Exercise requirements
The expected reply is all of the data, returned exactly.

Information
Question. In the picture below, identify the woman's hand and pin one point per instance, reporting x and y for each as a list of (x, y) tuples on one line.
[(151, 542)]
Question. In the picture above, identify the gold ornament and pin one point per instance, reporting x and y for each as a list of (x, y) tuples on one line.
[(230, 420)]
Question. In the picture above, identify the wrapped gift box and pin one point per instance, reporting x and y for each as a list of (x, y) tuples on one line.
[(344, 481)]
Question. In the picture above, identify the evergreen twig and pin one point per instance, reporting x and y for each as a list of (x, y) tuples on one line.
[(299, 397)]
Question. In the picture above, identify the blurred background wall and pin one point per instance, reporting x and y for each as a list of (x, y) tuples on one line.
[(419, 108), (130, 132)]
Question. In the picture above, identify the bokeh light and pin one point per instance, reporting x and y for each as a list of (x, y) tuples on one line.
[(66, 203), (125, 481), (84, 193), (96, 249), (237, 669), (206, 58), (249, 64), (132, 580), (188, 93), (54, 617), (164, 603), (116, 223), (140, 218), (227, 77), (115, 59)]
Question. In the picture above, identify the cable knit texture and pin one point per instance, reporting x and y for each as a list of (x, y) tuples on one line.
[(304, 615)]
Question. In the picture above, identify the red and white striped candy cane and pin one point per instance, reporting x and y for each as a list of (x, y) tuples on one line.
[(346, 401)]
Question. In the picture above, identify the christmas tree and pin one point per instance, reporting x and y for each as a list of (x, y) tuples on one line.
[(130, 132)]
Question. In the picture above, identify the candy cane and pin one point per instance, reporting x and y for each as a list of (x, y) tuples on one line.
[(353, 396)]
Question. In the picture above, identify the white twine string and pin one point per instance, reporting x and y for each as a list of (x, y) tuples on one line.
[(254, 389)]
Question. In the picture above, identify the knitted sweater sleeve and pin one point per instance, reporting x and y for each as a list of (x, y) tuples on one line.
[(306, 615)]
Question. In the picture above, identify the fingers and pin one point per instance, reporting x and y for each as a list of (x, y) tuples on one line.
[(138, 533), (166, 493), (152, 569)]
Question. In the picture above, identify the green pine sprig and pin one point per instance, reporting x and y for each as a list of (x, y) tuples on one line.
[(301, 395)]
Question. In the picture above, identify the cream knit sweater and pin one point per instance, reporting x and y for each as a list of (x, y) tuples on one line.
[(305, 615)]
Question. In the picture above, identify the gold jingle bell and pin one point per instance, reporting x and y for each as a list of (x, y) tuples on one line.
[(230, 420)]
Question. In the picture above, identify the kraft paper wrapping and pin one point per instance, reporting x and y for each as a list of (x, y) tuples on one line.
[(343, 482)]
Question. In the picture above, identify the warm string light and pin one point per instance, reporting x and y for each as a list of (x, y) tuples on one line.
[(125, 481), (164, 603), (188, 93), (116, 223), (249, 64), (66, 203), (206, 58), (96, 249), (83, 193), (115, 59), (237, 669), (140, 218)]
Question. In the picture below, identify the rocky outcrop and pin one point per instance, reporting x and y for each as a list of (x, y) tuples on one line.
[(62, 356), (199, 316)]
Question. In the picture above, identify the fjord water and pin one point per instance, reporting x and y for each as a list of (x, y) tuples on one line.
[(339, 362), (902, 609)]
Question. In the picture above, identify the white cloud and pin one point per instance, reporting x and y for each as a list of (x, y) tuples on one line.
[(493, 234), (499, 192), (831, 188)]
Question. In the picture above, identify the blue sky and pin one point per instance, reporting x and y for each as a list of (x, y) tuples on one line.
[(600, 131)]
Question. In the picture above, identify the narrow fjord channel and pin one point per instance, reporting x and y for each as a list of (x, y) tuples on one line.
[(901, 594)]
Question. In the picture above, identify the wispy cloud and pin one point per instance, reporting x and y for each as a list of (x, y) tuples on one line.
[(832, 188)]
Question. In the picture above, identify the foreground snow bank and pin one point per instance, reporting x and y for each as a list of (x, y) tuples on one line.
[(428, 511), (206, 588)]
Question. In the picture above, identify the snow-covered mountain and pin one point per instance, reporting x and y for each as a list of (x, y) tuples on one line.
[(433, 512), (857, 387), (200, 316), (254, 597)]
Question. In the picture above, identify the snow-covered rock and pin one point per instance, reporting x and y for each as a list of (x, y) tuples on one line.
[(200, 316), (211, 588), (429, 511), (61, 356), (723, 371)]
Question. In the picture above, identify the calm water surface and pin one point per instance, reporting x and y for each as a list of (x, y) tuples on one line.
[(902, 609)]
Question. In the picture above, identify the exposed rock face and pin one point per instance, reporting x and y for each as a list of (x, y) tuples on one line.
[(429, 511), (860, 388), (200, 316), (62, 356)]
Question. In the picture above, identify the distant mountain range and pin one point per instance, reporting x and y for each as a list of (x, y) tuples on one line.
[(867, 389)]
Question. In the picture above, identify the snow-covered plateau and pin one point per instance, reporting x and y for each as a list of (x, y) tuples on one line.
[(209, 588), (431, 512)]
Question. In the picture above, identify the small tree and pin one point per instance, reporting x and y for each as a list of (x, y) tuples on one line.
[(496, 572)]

Solution for this problem
Question. In the picture below, identify the woman's hand and pin one point per instance, reporting x and y for each as a list of (x, y) tuples on one line.
[(151, 542)]
Question. In the picture above, identify the gold ornament and pin one point per instance, reporting x and y for each as a list of (x, y) tuples on one line.
[(230, 420)]
Question. In the picture above, identify the wrapped gift box and pin one point per instance, reporting x and y for each as a list of (x, y) tuples on one line.
[(344, 481)]
Question. In the picture above, identify the evergreen twig and pin one point per instance, reporting x and y for each as a list of (x, y) tuples on one line.
[(299, 397)]
Question. In the picture above, identify the blurred background wall and pin one point per instance, reporting x and y for each as a list of (x, y) tuples on one line.
[(419, 108), (130, 132)]
Question. In the picture above, identify the bokeh light and pin one point per instance, reporting x and y for each as a list of (x, y) tuples on one line.
[(66, 203), (125, 481), (84, 193), (96, 249), (237, 669), (206, 58), (249, 64), (132, 580), (188, 93), (54, 617), (164, 603), (116, 223), (140, 218), (227, 77), (115, 59)]
Question. In the picture above, identify the cable knit texture and pin one point per instance, reporting x and y for each as a list of (x, y) tuples on one line.
[(304, 615)]
Question. In the picture above, identify the red and white striped candy cane and pin one point per instance, reporting x and y for each as a list of (x, y) tuples on one line.
[(346, 401)]
Question. In the picture above, identify the christmas tree and pin one point per instance, reporting x and y for each as a list of (x, y) tuples on one line.
[(130, 132)]
Question. In the picture above, identify the candy cane and pin one point per instance, reporting x and y for each as a list of (x, y) tuples on one line.
[(353, 396)]
Question. In the picture above, identify the white twine string and pin one point per instance, reporting x and y for each as a list of (x, y) tuples on one line.
[(254, 389)]
Question. In the picture above, identify the knitted sweater sleeve and pin one point per instance, reporting x and y for each as a list of (x, y) tuples on one line.
[(306, 615)]
Question. In the picture above, identify the fingers and pin one point per instance, reporting x and y for each as a list of (x, y) tuples on one line.
[(138, 533), (166, 493), (152, 569)]
Question. In the picture above, identify the green pine sprig and pin one point per instance, reporting x and y for each as a list of (x, y) tuples on one line.
[(301, 395)]
Question. In the picture above, identify the cream knit sweater and pin one point per instance, reporting x and y for each as a list of (x, y) tuples on one line.
[(305, 615)]
Question. In the picture above, identify the gold jingle bell and pin one point per instance, reporting x and y for each as a list of (x, y) tuples on one line.
[(230, 420)]
Question. In the picture above, identify the kraft paper wrapping and pin one point per instance, reporting x and y for each as a list of (x, y) tuples on one line.
[(343, 482)]
Question. In the picture above, identify the warm string light and pin one point per instance, reporting x and y for each as a list of (x, y) tuples on one line.
[(125, 481), (164, 603), (188, 93), (116, 223), (249, 64), (66, 203), (206, 58), (96, 249), (83, 193), (115, 59), (237, 669), (140, 218)]
Question. In the picture below, identify the rocky outcrop and pin one point per instance, reporting x and y for each as a list of (x, y) tuples on one line.
[(62, 356), (199, 316)]
Question. In the picture above, identify the fjord water and pin one point per instance, reporting x and y for each as a list of (x, y) tuples on one line.
[(339, 362), (902, 609)]
Question. In the picture above, identify the white cloud and pin one point per instance, reporting x and y for each as a list of (x, y) tuples on one line.
[(493, 234), (499, 192), (831, 188)]
Question. In the picture above, identify the blue sky and pin one point per instance, reporting x and y for each as a list of (x, y) tuples on one line.
[(600, 131)]
Question. In the picture above, identify the narrow fjord channel and pin one point per instance, reporting x and y for each as a list of (x, y) tuples on one line.
[(901, 594)]
Question. In the picture above, identify the wispy cloud and pin one point per instance, reporting x and y for each as a list of (x, y) tuples on one line.
[(832, 188)]
Question. In the picture above, identify the foreground snow bank and pin one point per instance, reporting x and y for each as a list of (x, y) tuples on one line.
[(428, 511), (206, 588)]
Question. In the picture above, identify the snow-covered mountain and pin one point per instance, reporting x and y for each as a list of (x, y) tuples on one line.
[(433, 512), (857, 387), (200, 316), (254, 597)]
Question. In the picture above, identify the snow-covered rock and pin one point per instance, reporting x and y for each as a list of (x, y) tuples on one line.
[(200, 316), (211, 588), (429, 511), (61, 356), (723, 371)]
Question. In the picture above, identify the calm water surface and pin one point per instance, reporting x and y for each as a list of (x, y) tuples on one line.
[(902, 609)]
Question. In the picture above, identify the exposed rock face and pin one point per instance, reporting x and y for each as a list of (x, y) tuples on one line.
[(429, 511), (860, 388), (200, 316), (62, 356)]
Question. In the picture above, identify the distant mountain range and pin one point per instance, reporting x and y for each as a list of (x, y) tuples on one line.
[(867, 389)]
Question. In the picture above, identify the snow-covered plateau and pin one point per instance, reporting x and y for each as a list of (x, y) tuples on one line.
[(209, 588), (431, 512)]
Question. In the picture above, identify the small tree and pin one point per instance, reporting x and y for each as a list of (x, y) tuples on one line.
[(496, 572)]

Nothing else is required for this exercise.